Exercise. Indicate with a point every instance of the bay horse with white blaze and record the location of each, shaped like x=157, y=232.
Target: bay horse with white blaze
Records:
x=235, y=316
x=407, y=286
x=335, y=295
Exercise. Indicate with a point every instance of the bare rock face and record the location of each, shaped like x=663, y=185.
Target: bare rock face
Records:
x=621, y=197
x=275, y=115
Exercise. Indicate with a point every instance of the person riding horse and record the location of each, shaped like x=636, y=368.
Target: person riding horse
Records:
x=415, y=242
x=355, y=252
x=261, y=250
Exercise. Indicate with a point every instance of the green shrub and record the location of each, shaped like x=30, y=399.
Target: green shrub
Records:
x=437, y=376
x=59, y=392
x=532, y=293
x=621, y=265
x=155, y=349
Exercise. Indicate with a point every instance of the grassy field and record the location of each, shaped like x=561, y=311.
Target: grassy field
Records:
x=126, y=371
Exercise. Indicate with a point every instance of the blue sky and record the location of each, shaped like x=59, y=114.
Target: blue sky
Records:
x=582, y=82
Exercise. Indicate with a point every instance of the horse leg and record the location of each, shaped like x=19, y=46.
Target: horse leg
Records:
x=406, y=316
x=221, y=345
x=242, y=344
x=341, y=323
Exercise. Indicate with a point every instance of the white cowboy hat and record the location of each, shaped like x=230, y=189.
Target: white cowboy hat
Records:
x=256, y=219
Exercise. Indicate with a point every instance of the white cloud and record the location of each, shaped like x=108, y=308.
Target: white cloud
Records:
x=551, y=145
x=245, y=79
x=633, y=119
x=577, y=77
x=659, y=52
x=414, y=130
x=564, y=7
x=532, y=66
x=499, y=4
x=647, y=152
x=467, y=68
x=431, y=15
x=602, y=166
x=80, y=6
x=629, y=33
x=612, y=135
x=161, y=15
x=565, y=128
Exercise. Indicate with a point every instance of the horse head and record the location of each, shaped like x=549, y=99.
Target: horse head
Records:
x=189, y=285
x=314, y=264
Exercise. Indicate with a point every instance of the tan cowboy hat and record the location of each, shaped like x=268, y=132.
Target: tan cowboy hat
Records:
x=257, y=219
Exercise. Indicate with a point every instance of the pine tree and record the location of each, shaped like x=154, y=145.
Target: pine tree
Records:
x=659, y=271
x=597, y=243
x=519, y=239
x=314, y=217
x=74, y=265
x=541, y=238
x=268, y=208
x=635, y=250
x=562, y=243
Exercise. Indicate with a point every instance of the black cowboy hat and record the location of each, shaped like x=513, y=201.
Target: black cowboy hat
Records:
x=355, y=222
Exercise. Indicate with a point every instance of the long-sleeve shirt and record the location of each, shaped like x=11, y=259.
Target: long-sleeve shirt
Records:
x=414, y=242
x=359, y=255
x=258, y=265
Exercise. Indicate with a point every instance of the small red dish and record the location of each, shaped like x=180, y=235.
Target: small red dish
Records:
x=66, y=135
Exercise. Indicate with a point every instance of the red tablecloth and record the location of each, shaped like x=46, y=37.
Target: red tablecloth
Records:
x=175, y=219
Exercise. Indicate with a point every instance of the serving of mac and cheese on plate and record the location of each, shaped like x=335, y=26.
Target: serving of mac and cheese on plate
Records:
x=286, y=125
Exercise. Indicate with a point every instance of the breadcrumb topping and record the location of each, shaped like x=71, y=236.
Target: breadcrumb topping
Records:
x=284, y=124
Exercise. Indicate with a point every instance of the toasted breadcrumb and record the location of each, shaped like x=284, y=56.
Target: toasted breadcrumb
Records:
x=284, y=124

....

● **Task description**
What is wanted is every line from the first line of the entries through the line that contains "Exercise. Indicate with a point every instance of the green", given again exactly.

● **Response**
Exercise. Indicate with a point every instance of the bay horse with white blaze and record the location of each, shaped like x=157, y=232.
Target: bay horse with white blaze
Records:
x=235, y=316
x=407, y=286
x=335, y=295
Exercise. Indicate with a point every instance of the bare rock face and record the location of each, shaped like x=663, y=185.
Target: bare rock face
Records:
x=621, y=197
x=275, y=115
Exercise. Indicate with a point every instance of the person riding horse and record the location of each, shaped like x=636, y=368.
Target: person riding horse
Records:
x=415, y=242
x=355, y=252
x=261, y=250
Exercise. Indicate with a point every instance of the green shrub and record the location of each, shaped like x=30, y=399.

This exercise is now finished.